OBJECTIVE A :: Count the lines in the records below that hold the string "stem", and give only that number.

— BEGIN GIVEN PASSAGE —

At the end of task 2 you should have four LMs all having the same vocabulary:
* a character-level language model trained on full English sentences without white spaces to predict the next character given the two preceding ones
* a character-level language model trained on word types from the English training sentences to predict the next character given the two preceding ones
* a character-level language model trained on full English sentences without white spaces to predict the next character given the four preceding ones
* a character-level language model trained on word types from the English training sentences to predict the next character given the four preceding ones

You should submit a .pkl file for each LM, dumping the LMs to .pkl files and naming files using the template Name(Initial)Surname\_[words|sents]\_[2gr|4gr]\_en.pkl ( the | symbol means OR ). Therefore, John K. Doe should name his model trained on sentences and predicting based on two preceding characters JohnKDoe\_sents\_2gr\_en.pkl. If you don't have a middle name, just use NameSurname. If you have multiple surnames, add them as NameSurname1Surname2, with no intervening spaces. The notebook contains the code backbone to save a .pkl file, you need to edit it to choose the correct object to save and the appropriate file name given your name and surname.

> 4 points available: we will automatically check whether 5 random transition counts and the vocabulary of your models check out with ours. For each model where the check succeeds, you will receive one point.


3. Compute the perplexity of all four Language Models on:
	- the English sentences from the training set
	- the English word types from the training set
	- the English sentences from the test set
	- the Dutch sentences from the test set
	- the Italian sentences from the test set

You should submit a .csv file with the following structure, column names, and values ([2/4] means either 2 for LMs predicting based on two previous characters or 4 for LMs predicting based on four previous characters, the options under test_data indicate the five sets to be used to compute perplexity):

|ngram_size|training_data|test_data|perplexity|
|---|---|---|---|
|[2/4]|[words/sents]|[ITtest/NLtest/ENtest/ENtrain\_sents/ENtrain\_words]|float (rounded at 4 decimal places)|
|---|---|---|---|

The file should be named according to the template Name(Initial)Surname\_perplexities.csv

> 5 points available: you get 1 point if all four LMs yield the correct perplexity scores for a test_dataset.

— END GIVEN PASSAGE —
— BEGIN STORED RECORDS —

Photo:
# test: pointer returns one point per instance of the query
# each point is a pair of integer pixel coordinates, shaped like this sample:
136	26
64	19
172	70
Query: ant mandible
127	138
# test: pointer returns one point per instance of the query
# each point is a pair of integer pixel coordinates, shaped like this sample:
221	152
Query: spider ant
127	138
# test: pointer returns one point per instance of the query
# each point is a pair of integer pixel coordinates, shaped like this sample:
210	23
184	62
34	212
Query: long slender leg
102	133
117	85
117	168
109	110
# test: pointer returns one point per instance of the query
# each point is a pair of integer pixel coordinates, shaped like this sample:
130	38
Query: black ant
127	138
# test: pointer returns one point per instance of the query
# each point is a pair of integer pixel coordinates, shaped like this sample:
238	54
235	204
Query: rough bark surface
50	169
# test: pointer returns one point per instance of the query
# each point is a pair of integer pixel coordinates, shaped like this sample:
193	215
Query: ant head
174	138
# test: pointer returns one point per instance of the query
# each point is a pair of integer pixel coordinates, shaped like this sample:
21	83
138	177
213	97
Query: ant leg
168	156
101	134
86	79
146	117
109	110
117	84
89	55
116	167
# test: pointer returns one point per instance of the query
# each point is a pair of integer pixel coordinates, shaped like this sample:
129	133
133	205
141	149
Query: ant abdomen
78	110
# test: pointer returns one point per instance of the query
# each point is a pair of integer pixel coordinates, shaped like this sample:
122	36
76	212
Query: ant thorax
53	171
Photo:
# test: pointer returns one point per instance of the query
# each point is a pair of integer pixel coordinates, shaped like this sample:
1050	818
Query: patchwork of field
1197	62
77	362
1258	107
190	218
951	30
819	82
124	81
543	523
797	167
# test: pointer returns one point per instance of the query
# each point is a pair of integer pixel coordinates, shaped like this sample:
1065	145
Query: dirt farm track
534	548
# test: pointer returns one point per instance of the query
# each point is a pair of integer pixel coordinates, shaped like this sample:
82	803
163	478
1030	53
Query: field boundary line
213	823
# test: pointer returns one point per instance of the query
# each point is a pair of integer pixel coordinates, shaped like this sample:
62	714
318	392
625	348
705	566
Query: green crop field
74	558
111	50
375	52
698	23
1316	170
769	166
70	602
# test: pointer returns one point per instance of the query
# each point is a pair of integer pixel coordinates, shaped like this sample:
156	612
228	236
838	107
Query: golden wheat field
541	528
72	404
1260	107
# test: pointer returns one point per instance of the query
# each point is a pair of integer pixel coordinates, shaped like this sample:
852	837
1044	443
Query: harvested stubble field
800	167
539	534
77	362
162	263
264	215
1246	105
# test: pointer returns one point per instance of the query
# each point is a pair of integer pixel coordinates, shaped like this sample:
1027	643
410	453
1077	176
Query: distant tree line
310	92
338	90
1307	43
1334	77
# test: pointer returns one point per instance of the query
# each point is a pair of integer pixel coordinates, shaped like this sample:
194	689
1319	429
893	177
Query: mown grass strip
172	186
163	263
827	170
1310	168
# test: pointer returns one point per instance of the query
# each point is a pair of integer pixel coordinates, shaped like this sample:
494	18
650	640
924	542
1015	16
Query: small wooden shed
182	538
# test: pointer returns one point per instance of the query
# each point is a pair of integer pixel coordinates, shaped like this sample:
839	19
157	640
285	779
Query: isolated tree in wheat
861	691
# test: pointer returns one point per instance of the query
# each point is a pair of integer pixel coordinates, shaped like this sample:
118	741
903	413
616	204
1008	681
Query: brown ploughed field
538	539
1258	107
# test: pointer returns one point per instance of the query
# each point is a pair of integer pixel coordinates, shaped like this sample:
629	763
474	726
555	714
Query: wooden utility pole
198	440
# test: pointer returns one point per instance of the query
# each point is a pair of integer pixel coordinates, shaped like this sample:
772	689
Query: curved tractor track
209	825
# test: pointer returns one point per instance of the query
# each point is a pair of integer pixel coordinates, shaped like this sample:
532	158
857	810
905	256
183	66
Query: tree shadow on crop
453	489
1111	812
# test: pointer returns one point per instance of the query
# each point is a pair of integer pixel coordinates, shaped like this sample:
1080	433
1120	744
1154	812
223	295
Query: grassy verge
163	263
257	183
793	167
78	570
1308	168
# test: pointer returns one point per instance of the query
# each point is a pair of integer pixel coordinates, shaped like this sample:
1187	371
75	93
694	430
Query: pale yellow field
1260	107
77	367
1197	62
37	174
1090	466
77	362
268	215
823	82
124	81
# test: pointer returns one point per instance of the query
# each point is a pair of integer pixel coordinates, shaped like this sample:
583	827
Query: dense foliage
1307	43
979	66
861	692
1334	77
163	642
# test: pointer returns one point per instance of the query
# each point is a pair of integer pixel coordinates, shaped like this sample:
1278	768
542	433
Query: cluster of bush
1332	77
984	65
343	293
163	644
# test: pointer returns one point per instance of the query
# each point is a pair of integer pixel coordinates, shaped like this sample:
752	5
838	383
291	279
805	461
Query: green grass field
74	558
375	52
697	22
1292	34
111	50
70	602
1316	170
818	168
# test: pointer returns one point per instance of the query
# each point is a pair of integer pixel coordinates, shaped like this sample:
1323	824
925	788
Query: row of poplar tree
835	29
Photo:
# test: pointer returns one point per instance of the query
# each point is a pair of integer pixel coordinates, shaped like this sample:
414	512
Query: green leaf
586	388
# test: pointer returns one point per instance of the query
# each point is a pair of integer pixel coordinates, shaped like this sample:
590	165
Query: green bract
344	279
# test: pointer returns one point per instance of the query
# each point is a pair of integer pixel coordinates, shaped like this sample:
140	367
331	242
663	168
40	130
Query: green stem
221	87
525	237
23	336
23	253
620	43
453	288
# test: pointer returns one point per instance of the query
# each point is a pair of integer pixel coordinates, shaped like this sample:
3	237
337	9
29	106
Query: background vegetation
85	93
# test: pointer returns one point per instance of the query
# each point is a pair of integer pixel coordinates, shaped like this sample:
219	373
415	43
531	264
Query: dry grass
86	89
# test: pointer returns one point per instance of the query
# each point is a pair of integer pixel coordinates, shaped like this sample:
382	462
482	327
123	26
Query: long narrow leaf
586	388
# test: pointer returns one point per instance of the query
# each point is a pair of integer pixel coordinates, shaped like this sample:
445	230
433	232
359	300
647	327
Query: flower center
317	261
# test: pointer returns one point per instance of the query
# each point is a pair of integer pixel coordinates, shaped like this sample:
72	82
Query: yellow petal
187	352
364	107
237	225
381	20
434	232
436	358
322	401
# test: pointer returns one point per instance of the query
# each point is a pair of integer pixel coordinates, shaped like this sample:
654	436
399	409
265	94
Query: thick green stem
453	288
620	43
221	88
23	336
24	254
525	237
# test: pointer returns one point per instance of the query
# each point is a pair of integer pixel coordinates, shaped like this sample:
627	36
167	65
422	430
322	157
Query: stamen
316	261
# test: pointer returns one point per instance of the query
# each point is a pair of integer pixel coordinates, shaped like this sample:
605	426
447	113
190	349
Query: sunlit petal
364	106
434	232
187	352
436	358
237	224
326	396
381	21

— END STORED RECORDS —

OBJECTIVE B :: Please copy everything from "You should submit a .pkl" down to "receive one point." in the assignment text above, changing "middle name" to "second given name".

COMPLETE OUTPUT A :: 2

COMPLETE OUTPUT B ::
You should submit a .pkl file for each LM, dumping the LMs to .pkl files and naming files using the template Name(Initial)Surname\_[words|sents]\_[2gr|4gr]\_en.pkl ( the | symbol means OR ). Therefore, John K. Doe should name his model trained on sentences and predicting based on two preceding characters JohnKDoe\_sents\_2gr\_en.pkl. If you don't have a second given name, just use NameSurname. If you have multiple surnames, add them as NameSurname1Surname2, with no intervening spaces. The notebook contains the code backbone to save a .pkl file, you need to edit it to choose the correct object to save and the appropriate file name given your name and surname.

> 4 points available: we will automatically check whether 5 random transition counts and the vocabulary of your models check out with ours. For each model where the check succeeds, you will receive one point.